Photo-based referring expression data:
◇ ◇ ◇ ◇

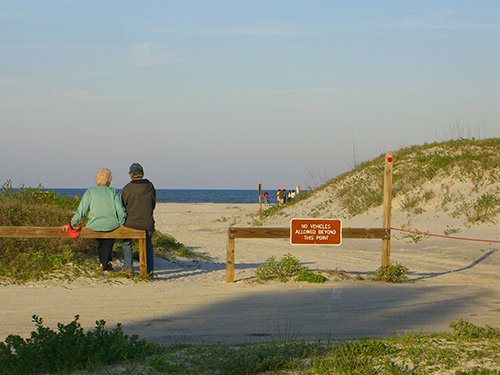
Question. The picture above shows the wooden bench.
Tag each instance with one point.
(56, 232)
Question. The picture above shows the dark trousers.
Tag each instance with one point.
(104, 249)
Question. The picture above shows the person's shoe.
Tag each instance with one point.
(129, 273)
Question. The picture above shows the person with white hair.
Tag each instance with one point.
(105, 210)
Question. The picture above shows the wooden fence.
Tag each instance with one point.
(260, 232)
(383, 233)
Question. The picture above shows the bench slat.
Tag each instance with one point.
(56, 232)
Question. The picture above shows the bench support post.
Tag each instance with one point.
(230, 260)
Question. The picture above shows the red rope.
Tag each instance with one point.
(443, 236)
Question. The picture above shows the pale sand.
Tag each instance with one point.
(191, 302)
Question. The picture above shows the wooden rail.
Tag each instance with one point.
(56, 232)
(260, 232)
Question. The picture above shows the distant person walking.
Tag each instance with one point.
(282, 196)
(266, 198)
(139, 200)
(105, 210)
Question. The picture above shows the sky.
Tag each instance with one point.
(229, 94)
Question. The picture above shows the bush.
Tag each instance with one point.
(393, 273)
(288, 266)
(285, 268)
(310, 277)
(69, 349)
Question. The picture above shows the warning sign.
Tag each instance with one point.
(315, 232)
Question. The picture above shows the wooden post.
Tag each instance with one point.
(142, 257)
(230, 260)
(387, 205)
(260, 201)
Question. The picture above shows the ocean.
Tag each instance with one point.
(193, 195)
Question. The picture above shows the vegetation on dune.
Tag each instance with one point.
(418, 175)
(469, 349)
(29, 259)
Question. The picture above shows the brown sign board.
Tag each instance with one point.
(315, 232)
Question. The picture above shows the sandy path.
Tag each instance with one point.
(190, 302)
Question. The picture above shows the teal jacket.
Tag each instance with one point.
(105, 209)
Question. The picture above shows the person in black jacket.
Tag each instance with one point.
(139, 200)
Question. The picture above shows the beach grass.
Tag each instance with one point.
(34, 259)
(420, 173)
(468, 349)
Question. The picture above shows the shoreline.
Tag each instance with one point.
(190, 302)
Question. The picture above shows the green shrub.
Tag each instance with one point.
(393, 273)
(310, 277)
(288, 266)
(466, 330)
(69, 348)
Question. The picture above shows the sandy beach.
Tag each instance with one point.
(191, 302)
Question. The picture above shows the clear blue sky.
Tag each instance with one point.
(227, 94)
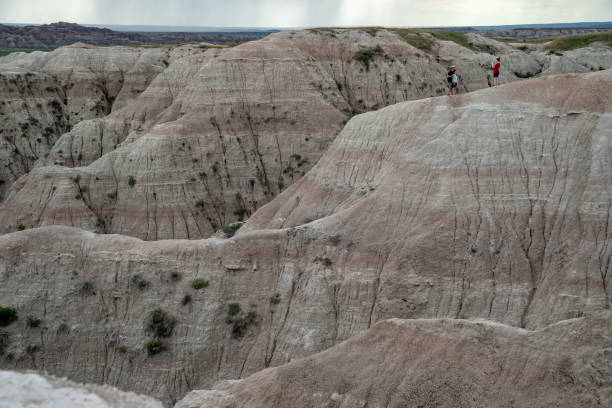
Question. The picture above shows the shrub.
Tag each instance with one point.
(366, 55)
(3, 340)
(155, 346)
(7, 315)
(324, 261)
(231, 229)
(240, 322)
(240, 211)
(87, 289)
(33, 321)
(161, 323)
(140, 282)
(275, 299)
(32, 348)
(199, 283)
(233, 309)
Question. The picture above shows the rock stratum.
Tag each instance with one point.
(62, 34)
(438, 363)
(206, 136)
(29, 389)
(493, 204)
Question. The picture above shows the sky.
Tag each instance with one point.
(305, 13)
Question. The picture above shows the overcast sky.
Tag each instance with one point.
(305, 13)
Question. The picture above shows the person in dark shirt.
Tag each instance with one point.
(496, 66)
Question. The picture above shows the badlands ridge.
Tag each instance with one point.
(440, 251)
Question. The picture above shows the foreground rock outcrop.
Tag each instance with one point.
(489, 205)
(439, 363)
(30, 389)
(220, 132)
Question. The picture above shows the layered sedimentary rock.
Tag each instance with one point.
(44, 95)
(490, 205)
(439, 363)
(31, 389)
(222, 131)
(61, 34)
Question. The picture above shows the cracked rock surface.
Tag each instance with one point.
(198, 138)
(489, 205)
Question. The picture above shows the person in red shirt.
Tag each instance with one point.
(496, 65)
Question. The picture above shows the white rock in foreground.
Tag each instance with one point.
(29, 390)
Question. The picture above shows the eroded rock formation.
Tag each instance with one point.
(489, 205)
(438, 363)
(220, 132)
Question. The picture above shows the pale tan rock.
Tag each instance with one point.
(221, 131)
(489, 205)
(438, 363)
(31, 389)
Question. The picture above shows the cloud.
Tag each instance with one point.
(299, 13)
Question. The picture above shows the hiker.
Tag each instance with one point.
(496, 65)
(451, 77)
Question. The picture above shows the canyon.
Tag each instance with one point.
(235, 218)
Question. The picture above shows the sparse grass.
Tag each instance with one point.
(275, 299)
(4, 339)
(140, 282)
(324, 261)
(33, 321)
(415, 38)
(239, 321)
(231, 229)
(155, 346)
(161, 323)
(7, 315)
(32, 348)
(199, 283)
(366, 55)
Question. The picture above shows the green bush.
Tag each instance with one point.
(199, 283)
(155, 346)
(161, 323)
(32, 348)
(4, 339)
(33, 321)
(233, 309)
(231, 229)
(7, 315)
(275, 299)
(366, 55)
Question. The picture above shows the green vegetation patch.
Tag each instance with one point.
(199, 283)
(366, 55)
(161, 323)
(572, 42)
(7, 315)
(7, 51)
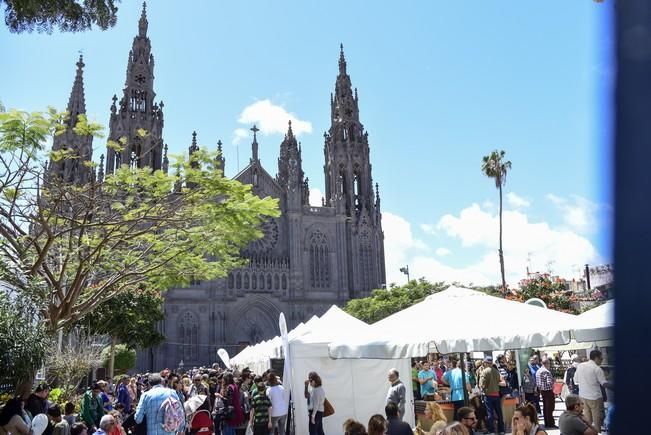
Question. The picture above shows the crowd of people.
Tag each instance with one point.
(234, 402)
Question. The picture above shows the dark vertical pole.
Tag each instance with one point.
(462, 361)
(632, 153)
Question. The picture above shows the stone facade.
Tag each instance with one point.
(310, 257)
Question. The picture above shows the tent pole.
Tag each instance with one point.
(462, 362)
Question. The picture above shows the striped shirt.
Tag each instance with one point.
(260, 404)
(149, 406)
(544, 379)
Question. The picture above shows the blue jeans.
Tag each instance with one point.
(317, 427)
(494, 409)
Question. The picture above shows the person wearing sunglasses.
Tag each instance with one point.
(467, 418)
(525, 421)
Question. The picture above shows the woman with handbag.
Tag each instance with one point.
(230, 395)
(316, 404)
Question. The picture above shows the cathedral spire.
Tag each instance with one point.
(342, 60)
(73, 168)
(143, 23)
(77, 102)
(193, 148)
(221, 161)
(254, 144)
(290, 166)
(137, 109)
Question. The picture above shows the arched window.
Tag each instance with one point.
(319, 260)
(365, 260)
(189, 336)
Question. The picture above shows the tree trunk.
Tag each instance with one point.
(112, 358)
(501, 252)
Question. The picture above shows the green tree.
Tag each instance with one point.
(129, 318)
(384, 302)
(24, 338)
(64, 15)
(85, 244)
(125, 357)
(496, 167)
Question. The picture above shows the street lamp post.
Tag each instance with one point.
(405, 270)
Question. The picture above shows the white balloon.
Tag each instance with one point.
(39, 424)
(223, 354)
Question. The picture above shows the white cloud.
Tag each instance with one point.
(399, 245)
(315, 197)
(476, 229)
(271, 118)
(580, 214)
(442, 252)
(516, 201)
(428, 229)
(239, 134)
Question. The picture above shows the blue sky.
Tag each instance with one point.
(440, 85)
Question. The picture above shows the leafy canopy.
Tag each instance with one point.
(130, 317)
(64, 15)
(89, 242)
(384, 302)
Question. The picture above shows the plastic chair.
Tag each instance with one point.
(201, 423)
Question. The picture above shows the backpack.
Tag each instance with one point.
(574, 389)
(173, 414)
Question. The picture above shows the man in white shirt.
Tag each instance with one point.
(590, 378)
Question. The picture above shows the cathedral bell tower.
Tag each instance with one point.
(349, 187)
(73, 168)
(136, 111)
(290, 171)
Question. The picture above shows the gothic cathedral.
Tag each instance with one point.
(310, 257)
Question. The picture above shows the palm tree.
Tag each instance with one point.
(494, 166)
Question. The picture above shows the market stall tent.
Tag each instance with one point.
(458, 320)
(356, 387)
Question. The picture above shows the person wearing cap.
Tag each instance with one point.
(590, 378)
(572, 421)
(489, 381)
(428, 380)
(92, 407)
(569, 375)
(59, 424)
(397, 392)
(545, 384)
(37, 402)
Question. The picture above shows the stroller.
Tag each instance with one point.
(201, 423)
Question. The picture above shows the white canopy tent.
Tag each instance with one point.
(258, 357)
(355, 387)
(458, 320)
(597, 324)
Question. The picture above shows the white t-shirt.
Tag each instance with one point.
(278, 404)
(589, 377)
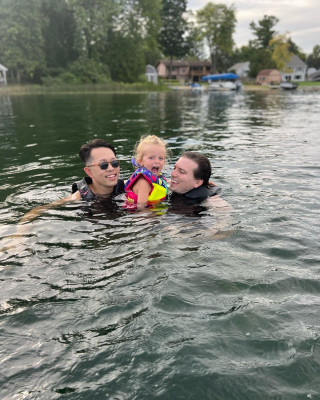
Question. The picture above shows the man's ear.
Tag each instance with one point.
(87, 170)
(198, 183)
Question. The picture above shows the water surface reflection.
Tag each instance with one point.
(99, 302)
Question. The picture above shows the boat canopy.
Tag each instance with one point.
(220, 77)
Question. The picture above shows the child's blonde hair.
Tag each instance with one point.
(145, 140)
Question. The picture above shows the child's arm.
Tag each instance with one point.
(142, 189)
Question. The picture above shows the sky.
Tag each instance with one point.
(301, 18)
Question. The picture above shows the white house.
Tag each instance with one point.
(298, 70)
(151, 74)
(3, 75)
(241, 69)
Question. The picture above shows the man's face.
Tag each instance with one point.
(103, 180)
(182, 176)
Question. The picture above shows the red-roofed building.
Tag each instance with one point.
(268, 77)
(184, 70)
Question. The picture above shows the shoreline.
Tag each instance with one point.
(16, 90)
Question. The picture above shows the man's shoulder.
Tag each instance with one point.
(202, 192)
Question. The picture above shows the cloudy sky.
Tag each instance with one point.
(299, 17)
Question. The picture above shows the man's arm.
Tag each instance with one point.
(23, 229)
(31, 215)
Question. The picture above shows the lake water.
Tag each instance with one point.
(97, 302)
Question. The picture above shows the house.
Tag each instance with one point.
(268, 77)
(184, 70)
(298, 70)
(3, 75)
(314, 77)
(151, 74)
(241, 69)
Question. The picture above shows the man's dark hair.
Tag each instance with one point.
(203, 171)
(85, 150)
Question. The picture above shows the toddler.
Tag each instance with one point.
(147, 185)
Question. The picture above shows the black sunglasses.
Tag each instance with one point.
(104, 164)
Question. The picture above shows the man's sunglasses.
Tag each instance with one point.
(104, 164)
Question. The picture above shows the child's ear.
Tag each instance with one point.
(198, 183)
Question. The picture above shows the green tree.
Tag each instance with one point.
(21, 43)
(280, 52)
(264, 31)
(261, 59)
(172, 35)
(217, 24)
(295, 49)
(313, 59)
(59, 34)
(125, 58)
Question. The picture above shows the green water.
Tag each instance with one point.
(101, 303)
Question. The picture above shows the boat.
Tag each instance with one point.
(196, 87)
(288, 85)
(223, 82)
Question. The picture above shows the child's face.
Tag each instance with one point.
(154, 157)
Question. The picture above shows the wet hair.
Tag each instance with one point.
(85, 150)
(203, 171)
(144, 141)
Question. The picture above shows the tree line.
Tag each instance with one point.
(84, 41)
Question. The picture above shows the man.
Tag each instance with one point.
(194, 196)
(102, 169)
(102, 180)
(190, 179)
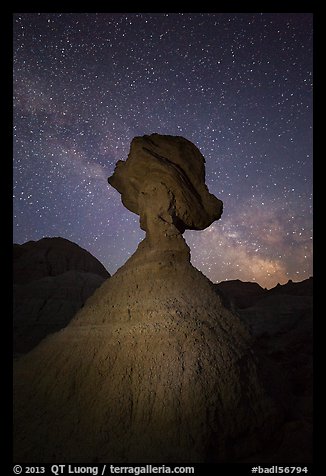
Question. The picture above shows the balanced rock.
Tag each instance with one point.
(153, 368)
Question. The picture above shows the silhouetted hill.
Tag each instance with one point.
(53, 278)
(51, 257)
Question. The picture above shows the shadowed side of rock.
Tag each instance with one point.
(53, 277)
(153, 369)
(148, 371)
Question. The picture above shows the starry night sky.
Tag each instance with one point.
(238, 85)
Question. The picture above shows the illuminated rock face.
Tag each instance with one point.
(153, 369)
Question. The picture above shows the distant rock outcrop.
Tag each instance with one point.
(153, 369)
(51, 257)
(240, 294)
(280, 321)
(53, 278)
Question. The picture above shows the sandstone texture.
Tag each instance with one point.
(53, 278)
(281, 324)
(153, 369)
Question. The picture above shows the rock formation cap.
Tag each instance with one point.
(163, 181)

◇ ◇ ◇ ◇

- **Exercise directions**
Your task is to return each line of the data above that contains the string "outcrop".

- **Answer area**
Question. The picture above shows the foreground rock outcrop.
Question. The picture above shows the distant rock outcrop.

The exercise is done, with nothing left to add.